── 所给文本 ──

1.一种提高对映选择性的卤醇脱卤酶突变体，其特征在于，所述卤醇脱卤酶突变体在SEQ ID NO. 1所示序列中R位进行单点突变，所述R位为R1位、R2位、R4位中的至少一种，所述R1位为第89位精氨酸，R2位为第137位缬氨酸、R4位为第179位天冬酰胺，当R为R1时，将第

89位精氨酸分别突变为酪氨酸和赖氨酸，得到突变体R89Y、R89K；

当R为R2时，将第137位缬氨酸突变为异亮氨酸，得到突变体V137I；

当R为R4时，将第179位天冬酰胺分别突变为谷氨酰胺和亮氨酸，得到突变体N179Q和N179L；

当R为R1和R2或R4时，将第89位精氨酸突变为酪氨酸且第137位缬氨酸突变为异亮氨酸或将第89位精氨酸突变为酪氨酸且将第179位天冬酰胺突变为亮氨酸，分别得到突变体R89Y‑V137I和R89Y‑N179L；

当R为R2和R4时，将第137位缬氨酸突变为异亮氨酸且第179位天冬酰胺突变为谷氨酰胺，得到突变体V137I‑N179Q；

当R为R1、R2和R4时，将第89位精氨酸分别突变为酪氨酸、第137位缬氨酸突变为异亮氨酸且将第179位天冬酰胺分别突变为亮氨酸，得到突变体R89Y‑V137I‑N179L。

2.一种编码如权利要求1所述的提高对映选择性的卤醇脱卤酶突变体的基因。

3.一种携带如权利要求2所述基因的重组质粒。

4.根据权利要求3所述的重组质粒，其特征在于，所述重组质粒的表达载体是pET28a(+)，所述重组质粒的表达宿主是E.coliBL21(DE3)。

5.一种表达如权利要求2所述基因的基因工程菌。

6.根据权利要求5所述的基因工程菌，其特征在于，所述基因工程菌的制备步骤为：以携带编码权利要求1所述的卤醇脱卤酶突变体的基因的重组质粒为模板，设计合成引物，并通过PCR定点饱和突变或组合突变制备携带编码权利要求1所述的卤醇脱卤酶突变体的基因的重组质粒，进行转化表达宿主。

───
── 数据条目 ──

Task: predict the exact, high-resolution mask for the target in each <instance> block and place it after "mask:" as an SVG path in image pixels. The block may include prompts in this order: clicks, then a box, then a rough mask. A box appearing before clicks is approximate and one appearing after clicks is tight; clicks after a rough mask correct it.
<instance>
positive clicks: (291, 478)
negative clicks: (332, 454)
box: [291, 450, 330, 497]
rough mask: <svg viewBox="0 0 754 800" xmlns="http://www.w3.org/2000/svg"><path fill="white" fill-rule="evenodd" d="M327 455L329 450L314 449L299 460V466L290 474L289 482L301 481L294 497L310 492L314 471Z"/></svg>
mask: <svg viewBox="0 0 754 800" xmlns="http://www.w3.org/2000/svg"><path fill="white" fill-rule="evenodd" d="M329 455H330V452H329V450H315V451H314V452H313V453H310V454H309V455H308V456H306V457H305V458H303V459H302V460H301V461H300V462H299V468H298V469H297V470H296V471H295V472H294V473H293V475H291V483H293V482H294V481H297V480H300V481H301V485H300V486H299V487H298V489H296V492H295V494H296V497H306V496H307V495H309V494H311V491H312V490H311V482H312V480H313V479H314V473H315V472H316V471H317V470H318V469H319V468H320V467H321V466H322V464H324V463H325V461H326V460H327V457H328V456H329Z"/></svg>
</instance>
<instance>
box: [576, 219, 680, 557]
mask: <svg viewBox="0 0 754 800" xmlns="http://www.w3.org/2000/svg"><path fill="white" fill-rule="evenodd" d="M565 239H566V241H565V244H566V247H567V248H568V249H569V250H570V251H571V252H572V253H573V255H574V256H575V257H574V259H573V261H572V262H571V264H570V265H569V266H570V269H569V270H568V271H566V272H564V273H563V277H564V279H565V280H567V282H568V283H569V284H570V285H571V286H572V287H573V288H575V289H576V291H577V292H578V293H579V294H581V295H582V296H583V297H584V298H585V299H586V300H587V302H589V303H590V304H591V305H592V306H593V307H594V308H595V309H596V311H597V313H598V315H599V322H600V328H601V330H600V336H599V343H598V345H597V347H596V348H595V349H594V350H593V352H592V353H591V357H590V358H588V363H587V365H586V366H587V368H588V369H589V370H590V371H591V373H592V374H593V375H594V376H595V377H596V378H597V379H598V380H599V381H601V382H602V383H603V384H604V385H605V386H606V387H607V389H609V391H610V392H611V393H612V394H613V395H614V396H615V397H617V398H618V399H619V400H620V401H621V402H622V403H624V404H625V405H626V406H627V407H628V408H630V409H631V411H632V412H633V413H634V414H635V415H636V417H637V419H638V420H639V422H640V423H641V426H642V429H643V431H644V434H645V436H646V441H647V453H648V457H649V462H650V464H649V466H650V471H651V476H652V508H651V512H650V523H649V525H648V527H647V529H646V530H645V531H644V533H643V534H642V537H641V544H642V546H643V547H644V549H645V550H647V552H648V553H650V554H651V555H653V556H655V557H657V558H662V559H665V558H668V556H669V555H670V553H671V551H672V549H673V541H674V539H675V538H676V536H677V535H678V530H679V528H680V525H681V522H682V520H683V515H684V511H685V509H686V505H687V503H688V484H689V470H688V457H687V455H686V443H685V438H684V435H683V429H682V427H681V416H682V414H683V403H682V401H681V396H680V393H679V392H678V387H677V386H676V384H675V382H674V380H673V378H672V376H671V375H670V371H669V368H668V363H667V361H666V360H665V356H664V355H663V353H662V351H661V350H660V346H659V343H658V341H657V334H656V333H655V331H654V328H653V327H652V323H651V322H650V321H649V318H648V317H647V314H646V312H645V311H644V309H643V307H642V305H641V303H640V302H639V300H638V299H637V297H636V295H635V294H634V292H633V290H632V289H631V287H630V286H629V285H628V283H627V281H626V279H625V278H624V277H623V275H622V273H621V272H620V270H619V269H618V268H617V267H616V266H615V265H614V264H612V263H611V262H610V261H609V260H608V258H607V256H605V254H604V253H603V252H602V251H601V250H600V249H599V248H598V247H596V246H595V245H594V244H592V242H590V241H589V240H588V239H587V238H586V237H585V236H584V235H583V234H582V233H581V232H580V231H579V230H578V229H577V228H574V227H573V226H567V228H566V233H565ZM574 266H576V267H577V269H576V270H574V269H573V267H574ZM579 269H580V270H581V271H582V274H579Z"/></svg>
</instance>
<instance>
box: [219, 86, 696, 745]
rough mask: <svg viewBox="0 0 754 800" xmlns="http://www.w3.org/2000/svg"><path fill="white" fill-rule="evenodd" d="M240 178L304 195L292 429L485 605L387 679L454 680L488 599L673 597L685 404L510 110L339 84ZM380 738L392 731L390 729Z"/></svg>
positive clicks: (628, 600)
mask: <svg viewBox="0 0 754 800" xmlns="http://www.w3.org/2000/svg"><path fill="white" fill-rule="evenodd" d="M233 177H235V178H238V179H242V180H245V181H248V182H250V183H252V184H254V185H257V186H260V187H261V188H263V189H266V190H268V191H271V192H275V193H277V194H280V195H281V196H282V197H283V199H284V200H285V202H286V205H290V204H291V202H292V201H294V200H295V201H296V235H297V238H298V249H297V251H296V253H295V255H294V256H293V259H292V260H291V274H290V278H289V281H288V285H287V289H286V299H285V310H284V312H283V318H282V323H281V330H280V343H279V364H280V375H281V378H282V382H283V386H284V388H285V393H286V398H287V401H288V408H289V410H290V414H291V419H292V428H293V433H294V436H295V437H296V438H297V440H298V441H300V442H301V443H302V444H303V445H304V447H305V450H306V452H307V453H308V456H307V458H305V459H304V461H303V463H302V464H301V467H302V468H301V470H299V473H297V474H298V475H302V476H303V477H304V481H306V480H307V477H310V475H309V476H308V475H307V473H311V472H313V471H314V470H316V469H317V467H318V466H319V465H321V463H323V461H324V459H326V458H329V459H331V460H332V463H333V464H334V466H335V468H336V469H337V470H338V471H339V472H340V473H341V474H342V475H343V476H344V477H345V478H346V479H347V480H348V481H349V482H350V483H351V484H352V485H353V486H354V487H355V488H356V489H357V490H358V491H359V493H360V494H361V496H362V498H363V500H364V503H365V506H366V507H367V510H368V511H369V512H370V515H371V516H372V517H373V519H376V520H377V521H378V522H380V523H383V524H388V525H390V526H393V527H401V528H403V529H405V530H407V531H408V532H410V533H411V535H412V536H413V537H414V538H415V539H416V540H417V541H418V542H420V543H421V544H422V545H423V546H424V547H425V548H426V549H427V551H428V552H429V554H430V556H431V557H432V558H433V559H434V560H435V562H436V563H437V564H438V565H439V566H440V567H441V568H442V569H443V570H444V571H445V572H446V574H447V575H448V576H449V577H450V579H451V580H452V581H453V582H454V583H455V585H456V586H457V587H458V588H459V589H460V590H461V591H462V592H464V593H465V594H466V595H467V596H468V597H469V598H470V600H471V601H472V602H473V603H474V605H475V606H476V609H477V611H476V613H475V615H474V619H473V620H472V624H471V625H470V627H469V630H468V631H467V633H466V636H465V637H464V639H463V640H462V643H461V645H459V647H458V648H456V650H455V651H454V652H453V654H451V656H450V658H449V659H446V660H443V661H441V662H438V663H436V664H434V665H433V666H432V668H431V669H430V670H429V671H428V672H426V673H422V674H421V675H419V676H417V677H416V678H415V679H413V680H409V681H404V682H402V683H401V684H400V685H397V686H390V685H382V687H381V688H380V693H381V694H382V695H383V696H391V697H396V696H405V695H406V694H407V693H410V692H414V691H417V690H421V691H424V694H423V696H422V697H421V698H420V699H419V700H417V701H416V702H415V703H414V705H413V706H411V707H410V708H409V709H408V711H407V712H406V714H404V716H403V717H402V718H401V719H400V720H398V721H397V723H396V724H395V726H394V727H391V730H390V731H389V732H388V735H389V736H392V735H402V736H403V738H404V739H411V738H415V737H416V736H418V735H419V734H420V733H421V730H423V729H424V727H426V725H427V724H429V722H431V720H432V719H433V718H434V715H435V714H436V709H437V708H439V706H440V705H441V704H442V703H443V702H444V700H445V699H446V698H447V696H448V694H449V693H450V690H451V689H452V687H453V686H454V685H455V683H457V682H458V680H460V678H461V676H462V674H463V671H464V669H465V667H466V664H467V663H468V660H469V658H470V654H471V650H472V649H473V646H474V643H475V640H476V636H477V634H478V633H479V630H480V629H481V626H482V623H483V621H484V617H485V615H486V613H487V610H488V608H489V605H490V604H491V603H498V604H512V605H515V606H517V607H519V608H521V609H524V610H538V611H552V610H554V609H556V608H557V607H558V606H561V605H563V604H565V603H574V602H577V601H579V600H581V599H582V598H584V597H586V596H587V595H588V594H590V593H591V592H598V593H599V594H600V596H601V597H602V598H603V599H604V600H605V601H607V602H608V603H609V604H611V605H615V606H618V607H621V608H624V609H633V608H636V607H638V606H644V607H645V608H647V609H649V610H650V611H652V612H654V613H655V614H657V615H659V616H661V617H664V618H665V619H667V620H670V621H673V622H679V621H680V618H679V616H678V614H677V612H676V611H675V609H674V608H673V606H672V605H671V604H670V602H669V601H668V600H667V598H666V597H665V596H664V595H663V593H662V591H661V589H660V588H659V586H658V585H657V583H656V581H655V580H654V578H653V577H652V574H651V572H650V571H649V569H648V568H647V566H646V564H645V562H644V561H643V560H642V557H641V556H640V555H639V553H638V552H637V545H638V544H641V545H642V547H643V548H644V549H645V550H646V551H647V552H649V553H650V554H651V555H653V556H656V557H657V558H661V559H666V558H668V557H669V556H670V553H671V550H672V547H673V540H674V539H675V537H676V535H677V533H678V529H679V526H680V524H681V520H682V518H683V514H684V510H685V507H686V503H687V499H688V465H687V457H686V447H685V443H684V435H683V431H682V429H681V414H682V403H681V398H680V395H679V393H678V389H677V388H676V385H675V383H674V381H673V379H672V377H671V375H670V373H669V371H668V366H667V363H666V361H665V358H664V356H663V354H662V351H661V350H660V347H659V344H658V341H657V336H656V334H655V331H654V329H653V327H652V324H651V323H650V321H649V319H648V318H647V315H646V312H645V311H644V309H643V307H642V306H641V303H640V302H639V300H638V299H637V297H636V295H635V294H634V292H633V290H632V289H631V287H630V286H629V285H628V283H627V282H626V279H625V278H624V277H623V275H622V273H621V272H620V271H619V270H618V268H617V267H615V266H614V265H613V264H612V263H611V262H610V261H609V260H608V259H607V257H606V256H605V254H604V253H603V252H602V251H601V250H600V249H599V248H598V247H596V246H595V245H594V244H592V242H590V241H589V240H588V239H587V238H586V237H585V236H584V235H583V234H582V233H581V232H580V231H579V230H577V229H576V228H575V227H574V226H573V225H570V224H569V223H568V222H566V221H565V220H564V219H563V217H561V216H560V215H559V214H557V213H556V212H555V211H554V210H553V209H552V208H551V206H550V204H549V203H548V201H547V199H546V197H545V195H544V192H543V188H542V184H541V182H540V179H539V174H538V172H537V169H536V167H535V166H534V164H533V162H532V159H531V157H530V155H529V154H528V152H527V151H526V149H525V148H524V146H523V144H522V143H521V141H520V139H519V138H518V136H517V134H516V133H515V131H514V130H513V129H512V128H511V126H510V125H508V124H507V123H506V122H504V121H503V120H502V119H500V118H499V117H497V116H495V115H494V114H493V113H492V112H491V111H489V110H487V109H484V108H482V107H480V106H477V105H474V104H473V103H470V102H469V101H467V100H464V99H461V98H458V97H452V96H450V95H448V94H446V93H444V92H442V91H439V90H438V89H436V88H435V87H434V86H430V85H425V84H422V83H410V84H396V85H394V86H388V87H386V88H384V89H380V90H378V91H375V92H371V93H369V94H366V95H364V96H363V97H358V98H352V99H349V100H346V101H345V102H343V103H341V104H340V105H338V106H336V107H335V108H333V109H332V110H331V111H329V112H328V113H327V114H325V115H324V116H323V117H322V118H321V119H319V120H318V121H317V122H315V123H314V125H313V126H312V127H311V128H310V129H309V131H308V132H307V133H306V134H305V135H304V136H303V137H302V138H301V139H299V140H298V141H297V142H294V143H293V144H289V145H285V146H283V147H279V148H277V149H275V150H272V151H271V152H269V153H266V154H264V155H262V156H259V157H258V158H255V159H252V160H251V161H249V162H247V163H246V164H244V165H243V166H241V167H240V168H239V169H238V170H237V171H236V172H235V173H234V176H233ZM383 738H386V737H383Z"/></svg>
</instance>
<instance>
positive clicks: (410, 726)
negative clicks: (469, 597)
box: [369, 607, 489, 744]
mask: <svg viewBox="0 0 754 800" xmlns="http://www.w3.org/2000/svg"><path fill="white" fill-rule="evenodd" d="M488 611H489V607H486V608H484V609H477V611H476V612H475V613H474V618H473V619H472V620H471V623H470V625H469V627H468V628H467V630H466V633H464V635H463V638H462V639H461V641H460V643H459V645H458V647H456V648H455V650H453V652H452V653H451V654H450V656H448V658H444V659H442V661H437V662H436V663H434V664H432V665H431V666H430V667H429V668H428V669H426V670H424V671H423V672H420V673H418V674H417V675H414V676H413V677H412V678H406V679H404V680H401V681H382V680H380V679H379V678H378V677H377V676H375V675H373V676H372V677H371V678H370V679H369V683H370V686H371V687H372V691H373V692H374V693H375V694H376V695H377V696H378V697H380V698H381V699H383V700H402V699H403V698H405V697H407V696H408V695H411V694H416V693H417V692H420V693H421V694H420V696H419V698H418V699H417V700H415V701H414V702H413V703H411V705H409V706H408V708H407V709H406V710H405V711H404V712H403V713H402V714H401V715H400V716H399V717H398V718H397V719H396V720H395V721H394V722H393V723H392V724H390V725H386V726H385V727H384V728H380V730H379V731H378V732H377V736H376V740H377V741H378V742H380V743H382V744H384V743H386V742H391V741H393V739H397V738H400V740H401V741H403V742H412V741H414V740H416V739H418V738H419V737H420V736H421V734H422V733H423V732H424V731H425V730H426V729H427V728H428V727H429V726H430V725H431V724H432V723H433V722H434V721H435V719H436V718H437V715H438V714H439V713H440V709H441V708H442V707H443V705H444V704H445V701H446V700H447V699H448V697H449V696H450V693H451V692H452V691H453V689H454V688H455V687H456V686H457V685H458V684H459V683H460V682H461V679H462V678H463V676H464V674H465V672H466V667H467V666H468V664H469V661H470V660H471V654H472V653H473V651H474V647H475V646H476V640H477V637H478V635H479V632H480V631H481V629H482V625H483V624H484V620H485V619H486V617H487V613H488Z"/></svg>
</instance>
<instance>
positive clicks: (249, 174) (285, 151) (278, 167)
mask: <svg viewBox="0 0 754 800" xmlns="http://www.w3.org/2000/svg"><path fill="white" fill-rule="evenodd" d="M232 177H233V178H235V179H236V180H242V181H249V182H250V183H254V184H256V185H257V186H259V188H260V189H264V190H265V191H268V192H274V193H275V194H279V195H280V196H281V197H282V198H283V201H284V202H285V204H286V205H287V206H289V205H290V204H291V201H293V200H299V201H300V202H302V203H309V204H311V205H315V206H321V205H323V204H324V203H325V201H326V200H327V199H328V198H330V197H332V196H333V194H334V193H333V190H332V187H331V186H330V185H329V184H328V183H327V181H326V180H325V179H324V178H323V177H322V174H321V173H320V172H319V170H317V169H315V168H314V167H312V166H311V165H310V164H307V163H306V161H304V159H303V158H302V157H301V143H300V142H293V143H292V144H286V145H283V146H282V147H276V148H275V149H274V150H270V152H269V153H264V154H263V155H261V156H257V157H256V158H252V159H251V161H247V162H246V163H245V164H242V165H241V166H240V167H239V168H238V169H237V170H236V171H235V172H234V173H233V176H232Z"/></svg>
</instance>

───

● **待答问题**:
1) 请列出卤醇脱卤酶权利要求中所有只含一个氨基酸替换的突变体名称。
2) 从卤醇脱卤酶权利要求第6条之后接着续写。

● **各题答案**:
1) R89Y、R89K、V137I、N179Q、N179L

2)
7.权利要求1所述的提高对映选择性的卤醇脱卤酶突变体、权利要求3所述的重组质粒或权利要求5所述的基因工程菌在制备催化拆分环氧化物开环合成手性环氧化物和手性β‑取代醇的催化剂中的应用，所述手性环氧化物为（S）‑邻硝基苯基缩水甘油醚、（R）‑苄基缩水甘油醚、（R）‑苯基缩水甘油醚，所述手性β‑取代醇为（R）‑1‑叠氮‑3‑（2‑硝基苯氧基）‑2‑丙醇。

8.根据权利要求7所述的应用，其特征在于，所述环氧化物为苯基缩水甘油醚、苄基缩水甘油醚和邻硝基苯基缩水甘油醚。

9.根据权利要求7所述的应用，其特征在于，权利要求5所述基因工程菌制备催化拆分环氧化物开环合成手性环氧化物和手性β‑取代醇催化剂的方法如下：将含有卤醇脱卤酶基因的重组工程菌接种于含有质量浓度为50 mg/L卡那霉素的50 mL LB液体培养基于37 ℃，

200 r/min条件下培养10 h；然后以1 vt.%的接种量接种到新的含终质量浓度为50 mg/L的卡那霉素的50 mL LB培养基中，仍以37 ℃，200 r/min培养，待培养至光学密度OD600为0.6‑

0.8时，加入异丙基‑β‑D‑硫代吡喃半乳糖苷诱导剂，至终浓度为0.15 mM，在28 ℃，200 r/min下诱导表达12 h；5000×g，5 min离心收集菌体，并以pH 8.0的NaH2PO4‑Na2HPO4缓冲液重悬清洗菌体，5000×g离心5 min，收集E. coli菌体，于‑20 ℃储存备用。